───── Trecho para leitura
[2] Referida análise de minha autoria foi desenvolvida com base conceitual nas lições de Julia Black (sobre a regulação descentralizada e a procedimentalização da regulação) para estudo desenvolvido para a disciplina de Regulação. Alguns parágrafos foram aproveitados dado a pertinência temática e esse disclaimer os identifica a fim de afastar qualquer acusação de autoplágio.
[3] Nas palavras da Professora da LSE: “The decentred understanding of regulation is based on slightly different diagnoses of regulatory failure, diagnoses which are based on, and give rise to, a changed understanding of the nature of society, of government, and of the relationship between them. The first aspect is complexity. Complexity refers both to causal complexity, and to the complexity of interactions between actors in society (or systems, if one signs up to systems theory). (…) The second aspect is the fragmentation, and construction, of knowledge. This is sometimes referred to simply as the information asymmetry between regulator and regulated: that government cannot know as much about industry as industry does about itself. (…)The third aspect is fragmentation of the exercise of power and control. This is the recognition that government does not have a monopoly on the exercise of power and control, rather that is fragmented between social actors and between actors and the state.6 (…) The fragmentation of the exercise of power and control entails the fourth aspect of the decentred understanding of regulation: a recognition of the autonomy of social actors. Autonomy is not used in the sense of freedom from interference by government, but in the sense that actors will continue to develop or act in their own way in the absence of intervention. (…)The fifth aspect of the decentred understanding of regulation is the existence and complexity of interactions and interdependencies between social actors, and between social actors and government in the process of regulation. (…)The claim that governance and regulation are the product of interactions and interdependencies leads into a sixth aspect of the decentred understanding of regulation. That is the collapse of the public/private distinction in socio-political terms, and a rethinking of the role of formal authority in governance and regulation. In the decentred understanding of regulation, regulation happens in the absence of formal legal sanction-it is the product of interactions, not of the exercise of the formal, constitutionally recognized authority of government.”[5] (BLACK, 2001, p.106-110)
──────────
───── Registros de dados
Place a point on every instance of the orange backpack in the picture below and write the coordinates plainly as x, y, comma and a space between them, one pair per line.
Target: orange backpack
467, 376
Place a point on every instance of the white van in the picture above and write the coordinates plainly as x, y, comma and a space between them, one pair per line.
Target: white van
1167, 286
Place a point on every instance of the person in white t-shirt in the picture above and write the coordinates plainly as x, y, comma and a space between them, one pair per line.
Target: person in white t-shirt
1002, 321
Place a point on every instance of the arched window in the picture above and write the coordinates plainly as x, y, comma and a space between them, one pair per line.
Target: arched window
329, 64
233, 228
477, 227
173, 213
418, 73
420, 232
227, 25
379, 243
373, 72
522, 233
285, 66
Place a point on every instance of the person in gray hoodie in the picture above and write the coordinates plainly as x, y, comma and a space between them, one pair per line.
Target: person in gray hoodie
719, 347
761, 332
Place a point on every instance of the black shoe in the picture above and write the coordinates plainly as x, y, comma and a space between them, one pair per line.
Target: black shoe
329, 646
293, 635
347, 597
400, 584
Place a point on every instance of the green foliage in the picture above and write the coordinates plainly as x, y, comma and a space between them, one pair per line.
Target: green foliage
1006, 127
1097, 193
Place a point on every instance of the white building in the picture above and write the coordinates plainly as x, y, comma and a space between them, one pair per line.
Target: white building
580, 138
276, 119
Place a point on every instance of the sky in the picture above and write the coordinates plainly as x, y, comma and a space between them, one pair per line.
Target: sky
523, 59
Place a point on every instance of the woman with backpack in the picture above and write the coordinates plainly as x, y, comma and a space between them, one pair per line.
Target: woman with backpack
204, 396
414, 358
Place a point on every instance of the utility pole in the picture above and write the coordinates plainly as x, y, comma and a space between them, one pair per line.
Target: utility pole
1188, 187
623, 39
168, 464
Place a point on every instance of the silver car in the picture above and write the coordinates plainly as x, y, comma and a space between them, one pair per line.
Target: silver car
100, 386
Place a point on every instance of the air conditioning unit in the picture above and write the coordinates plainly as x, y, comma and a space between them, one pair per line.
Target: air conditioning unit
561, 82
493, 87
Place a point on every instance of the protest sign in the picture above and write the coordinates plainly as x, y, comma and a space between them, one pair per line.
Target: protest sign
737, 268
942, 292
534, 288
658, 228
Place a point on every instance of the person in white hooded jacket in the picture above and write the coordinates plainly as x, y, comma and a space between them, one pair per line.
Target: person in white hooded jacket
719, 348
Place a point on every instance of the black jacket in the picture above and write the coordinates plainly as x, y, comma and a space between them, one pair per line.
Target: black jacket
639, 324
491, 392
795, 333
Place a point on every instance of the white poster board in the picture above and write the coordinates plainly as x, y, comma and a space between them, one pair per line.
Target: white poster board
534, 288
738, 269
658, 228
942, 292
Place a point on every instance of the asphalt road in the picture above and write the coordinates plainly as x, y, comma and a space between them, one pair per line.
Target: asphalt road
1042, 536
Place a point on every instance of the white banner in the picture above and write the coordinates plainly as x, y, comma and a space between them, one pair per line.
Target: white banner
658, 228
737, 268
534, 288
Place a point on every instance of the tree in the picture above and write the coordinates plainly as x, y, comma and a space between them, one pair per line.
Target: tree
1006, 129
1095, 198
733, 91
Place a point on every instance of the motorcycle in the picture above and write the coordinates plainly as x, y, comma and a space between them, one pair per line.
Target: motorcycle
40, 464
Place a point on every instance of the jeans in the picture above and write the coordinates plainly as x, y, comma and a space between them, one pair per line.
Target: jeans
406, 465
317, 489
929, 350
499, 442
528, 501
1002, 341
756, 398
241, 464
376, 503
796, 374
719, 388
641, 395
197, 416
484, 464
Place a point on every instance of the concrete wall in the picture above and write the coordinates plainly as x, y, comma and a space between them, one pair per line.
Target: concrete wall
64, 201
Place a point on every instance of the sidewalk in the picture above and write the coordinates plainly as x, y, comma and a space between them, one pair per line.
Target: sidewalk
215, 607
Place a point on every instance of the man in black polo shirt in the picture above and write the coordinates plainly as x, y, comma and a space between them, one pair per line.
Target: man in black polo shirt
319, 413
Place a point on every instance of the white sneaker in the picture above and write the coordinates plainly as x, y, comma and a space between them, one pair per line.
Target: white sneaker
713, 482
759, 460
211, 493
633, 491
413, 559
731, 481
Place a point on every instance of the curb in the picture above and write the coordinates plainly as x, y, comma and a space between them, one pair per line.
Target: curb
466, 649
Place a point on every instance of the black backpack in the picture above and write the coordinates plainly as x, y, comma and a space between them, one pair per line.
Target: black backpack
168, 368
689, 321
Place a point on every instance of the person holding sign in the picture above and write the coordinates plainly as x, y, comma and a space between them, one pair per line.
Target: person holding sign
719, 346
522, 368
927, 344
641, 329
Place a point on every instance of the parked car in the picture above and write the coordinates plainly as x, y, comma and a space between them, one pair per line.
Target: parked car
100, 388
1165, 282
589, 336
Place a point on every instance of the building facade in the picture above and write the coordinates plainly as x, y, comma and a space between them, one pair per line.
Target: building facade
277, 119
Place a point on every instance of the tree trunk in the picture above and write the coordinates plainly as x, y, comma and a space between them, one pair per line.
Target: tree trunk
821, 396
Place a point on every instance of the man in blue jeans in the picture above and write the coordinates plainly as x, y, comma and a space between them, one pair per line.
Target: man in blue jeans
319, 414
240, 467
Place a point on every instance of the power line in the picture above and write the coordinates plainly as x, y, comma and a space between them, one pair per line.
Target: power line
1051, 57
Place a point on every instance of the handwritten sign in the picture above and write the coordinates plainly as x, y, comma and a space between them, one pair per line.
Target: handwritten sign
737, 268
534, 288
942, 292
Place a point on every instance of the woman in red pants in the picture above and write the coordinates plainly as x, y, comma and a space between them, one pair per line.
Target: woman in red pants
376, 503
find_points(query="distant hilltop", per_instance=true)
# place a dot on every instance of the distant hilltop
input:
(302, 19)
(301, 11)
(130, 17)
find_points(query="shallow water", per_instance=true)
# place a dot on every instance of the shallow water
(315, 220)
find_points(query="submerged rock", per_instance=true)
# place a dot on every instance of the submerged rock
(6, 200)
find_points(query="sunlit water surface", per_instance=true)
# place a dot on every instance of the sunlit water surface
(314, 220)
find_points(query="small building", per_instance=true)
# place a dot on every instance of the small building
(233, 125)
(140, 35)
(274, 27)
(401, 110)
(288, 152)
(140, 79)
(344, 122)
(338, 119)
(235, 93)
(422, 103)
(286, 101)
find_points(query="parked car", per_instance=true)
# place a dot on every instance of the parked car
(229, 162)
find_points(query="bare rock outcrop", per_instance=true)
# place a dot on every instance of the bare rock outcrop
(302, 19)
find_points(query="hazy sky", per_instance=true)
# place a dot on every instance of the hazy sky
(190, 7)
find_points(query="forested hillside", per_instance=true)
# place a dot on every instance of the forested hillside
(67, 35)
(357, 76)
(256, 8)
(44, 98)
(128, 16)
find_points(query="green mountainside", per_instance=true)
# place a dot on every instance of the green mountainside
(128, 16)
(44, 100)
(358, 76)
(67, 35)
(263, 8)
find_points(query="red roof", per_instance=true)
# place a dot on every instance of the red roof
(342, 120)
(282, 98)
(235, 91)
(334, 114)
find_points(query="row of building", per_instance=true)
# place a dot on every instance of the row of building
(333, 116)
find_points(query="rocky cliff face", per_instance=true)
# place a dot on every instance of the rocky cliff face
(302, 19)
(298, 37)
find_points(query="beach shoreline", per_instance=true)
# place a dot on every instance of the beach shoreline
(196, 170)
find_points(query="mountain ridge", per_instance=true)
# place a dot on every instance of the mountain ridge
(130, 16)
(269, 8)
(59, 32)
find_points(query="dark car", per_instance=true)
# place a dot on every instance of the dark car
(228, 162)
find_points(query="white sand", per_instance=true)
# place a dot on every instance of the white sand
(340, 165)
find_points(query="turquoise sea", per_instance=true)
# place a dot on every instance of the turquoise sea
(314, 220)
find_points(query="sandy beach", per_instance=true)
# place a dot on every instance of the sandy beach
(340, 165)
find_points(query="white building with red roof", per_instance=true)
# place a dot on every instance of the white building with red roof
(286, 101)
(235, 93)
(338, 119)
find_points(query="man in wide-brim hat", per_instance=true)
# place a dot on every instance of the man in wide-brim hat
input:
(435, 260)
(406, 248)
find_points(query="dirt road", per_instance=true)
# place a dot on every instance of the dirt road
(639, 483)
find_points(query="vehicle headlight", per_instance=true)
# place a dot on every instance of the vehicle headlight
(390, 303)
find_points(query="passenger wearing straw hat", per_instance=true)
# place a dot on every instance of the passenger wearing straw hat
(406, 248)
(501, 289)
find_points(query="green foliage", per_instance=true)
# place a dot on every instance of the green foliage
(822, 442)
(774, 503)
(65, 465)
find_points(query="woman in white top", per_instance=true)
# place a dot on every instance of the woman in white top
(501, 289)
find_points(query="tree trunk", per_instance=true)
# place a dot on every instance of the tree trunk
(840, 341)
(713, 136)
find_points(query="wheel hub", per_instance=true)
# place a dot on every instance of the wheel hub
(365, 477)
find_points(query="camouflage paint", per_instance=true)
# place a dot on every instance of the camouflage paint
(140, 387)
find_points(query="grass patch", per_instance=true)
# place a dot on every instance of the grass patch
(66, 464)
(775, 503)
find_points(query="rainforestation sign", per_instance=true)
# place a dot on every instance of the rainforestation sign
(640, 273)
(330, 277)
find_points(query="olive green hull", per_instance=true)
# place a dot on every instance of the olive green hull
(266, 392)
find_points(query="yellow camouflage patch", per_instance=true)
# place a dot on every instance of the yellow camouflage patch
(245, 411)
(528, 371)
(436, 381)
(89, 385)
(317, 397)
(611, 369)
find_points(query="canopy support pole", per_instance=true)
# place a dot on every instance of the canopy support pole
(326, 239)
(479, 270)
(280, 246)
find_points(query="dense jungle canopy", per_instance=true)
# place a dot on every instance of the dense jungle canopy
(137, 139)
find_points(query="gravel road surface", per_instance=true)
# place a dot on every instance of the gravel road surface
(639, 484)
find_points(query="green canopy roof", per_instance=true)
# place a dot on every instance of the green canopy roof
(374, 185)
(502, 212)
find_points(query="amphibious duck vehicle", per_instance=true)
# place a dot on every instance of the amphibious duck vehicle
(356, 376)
──────────
• Objetivo do exercício:
Prossiga com o trecho sobre a regulação descentralizada, redigindo o que viria logo após a sua última frase. Os registros foram extraídos de outra fonte.

• Resposta redigida:
[4] Quanto ao assunto, recomendamos a leitura do recém publicado artigo no The Economist (https://www.economist.com/briefing/2020/05/21/can-covid-help-flatten-the-climate-curve) que aborda a importância, mais do que nunca, do investimento em energias renováveis e a justificativa econômica para tanto, que se alia fortemente à justificativa ambiental no sentido de sustentabilidade. Destacamos, neste contexto, o seguinte trecho: “The cost of renewables is dipping below that of new fossil-fuel plants in much of the world. After years of development, electric vehicles are at last poised for the mass market. In such circumstances covid-19 may spur decisions—by individuals, firms, investors and governments—that hasten fossil fuels’ decline. So far, renewables have had a pretty good pandemic, despite some disruptions to supply chains. With no fuel costs and the preferential access to electricity grids granted by some governments, renewables demand jumped 1.5% in the first quarter, even as demand for all other forms of energy sank. America’s Energy Information Administration expects renewables to surpass coal’s share of power generation in America for the first time this year.”